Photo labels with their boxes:

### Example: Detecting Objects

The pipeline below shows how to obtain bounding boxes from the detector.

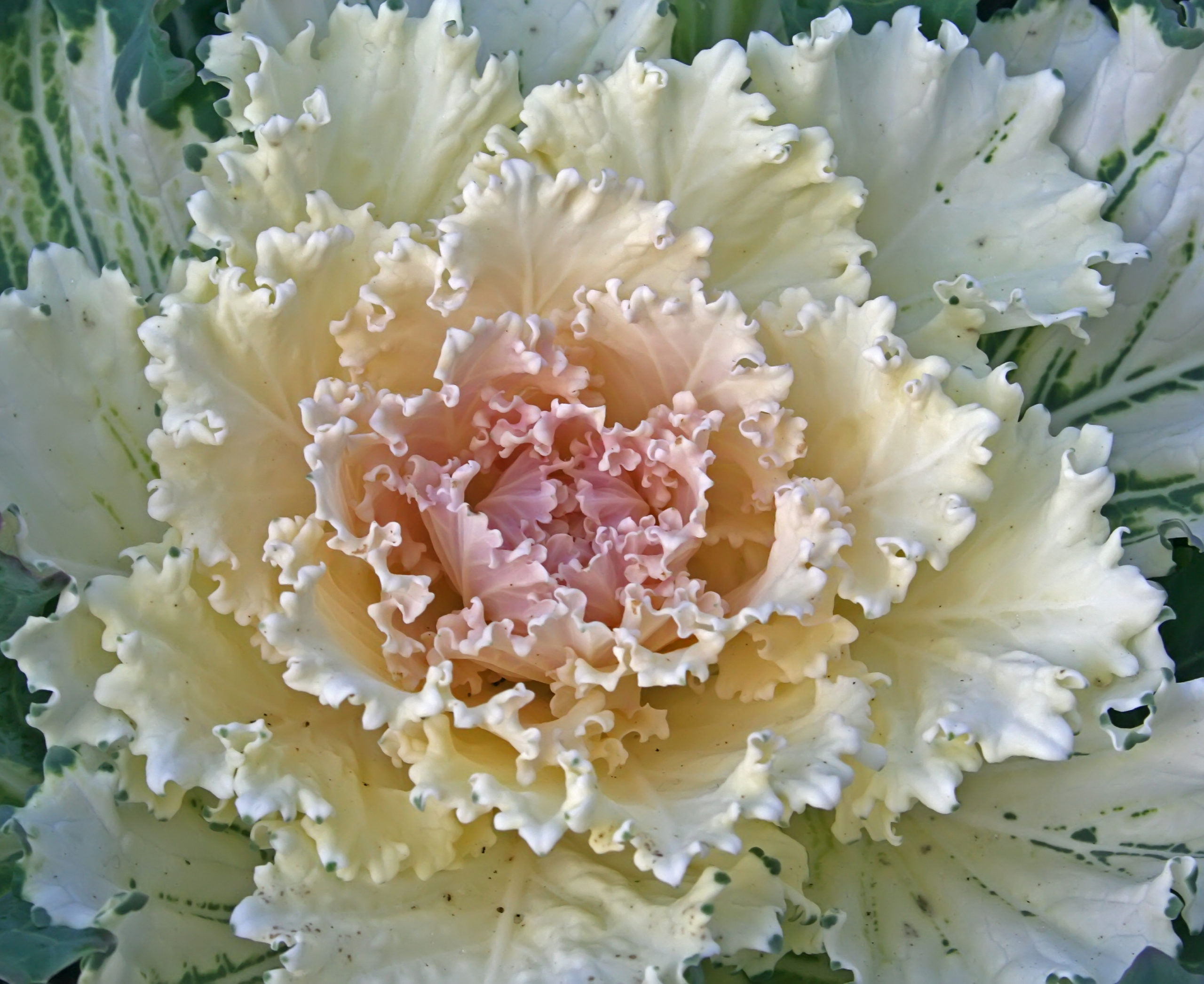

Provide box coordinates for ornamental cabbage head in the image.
[0,0,1204,984]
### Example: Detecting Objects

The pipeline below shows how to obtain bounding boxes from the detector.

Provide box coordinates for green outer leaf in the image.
[669,0,780,64]
[0,0,224,294]
[1155,539,1204,683]
[1117,947,1204,984]
[0,854,117,984]
[780,0,978,41]
[0,516,69,804]
[1111,0,1204,48]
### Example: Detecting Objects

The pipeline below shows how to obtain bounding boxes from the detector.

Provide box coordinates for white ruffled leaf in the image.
[87,548,460,881]
[513,41,869,307]
[749,7,1142,342]
[841,371,1172,837]
[792,682,1204,984]
[411,0,674,93]
[757,290,998,618]
[234,826,731,984]
[993,4,1204,574]
[189,0,520,266]
[436,160,710,317]
[140,200,402,621]
[0,246,163,580]
[0,583,133,748]
[970,0,1116,106]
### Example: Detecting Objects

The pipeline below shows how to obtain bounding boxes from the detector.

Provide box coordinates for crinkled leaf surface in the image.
[0,0,224,293]
[13,748,275,984]
[0,848,117,984]
[0,552,66,803]
[977,5,1204,574]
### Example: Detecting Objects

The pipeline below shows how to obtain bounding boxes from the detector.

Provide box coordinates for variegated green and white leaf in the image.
[0,0,224,294]
[15,748,276,984]
[791,681,1204,984]
[992,5,1204,574]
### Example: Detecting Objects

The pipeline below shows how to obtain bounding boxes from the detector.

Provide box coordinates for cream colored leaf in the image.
[140,200,404,623]
[431,160,710,317]
[749,7,1145,336]
[234,826,731,984]
[189,0,520,266]
[510,41,869,307]
[87,548,460,881]
[0,246,163,580]
[848,371,1172,836]
[759,290,998,618]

WRITTEN TASK
Render everything from the start of the records down to and including the line that contains "[992,5,1204,574]" as a Markdown table with the columns Row and Line. Skip blank lines and leave the pictures out.

OUTPUT BELOW
| Row | Line |
|---|---|
| 1 | ### Example: Detecting Objects |
| 2 | The pipeline below shows how to obtain bounding boxes from the detector. |
| 3 | Provide box coordinates for ornamental cabbage head in the image. |
| 4 | [0,0,1204,984] |
| 5 | ### Example: Detecting Objects |
| 6 | The pipeline below shows how to obtain bounding boxes from the detector. |
| 7 | Provide box coordinates for green outer leaf in the image. |
| 8 | [669,0,780,64] |
| 9 | [0,0,224,294] |
| 10 | [1155,539,1204,683] |
| 11 | [1117,947,1204,984] |
| 12 | [0,854,117,984] |
| 13 | [780,0,978,41] |
| 14 | [0,516,69,804] |
| 15 | [1111,0,1204,48] |
| 16 | ### Example: Detecting Objects |
| 17 | The pipeline below shows how to obtain bounding boxes from the detector. |
| 18 | Provide box coordinates for white ruffled leaf in the image. |
| 19 | [87,548,460,881] |
| 20 | [513,41,869,307] |
| 21 | [749,7,1142,342] |
| 22 | [841,371,1172,837] |
| 23 | [792,682,1204,984] |
| 24 | [411,0,674,93] |
| 25 | [757,290,998,618] |
| 26 | [234,826,731,984] |
| 27 | [993,4,1204,574] |
| 28 | [189,0,520,266] |
| 29 | [436,160,710,317] |
| 30 | [140,200,402,621] |
| 31 | [0,246,163,580] |
| 32 | [0,583,133,748] |
| 33 | [970,0,1116,106] |
| 34 | ### Example: Detecting Objects |
| 35 | The pipeline below shows how to obtain bounding boxes from the detector. |
| 36 | Provide box coordinates for crinkled leaf surface in the image. |
| 37 | [0,0,224,293] |
| 38 | [13,748,275,984] |
| 39 | [0,848,117,984] |
| 40 | [0,552,66,803] |
| 41 | [977,5,1204,574] |
| 42 | ### Example: Detecting Objects |
| 43 | The pipeline below shows how to obtain bounding boxes from the detector. |
| 44 | Provide box coordinates for variegated green and white leaf in the image. |
| 45 | [0,0,224,294] |
| 46 | [15,748,276,984] |
| 47 | [791,681,1204,984] |
| 48 | [992,5,1204,574] |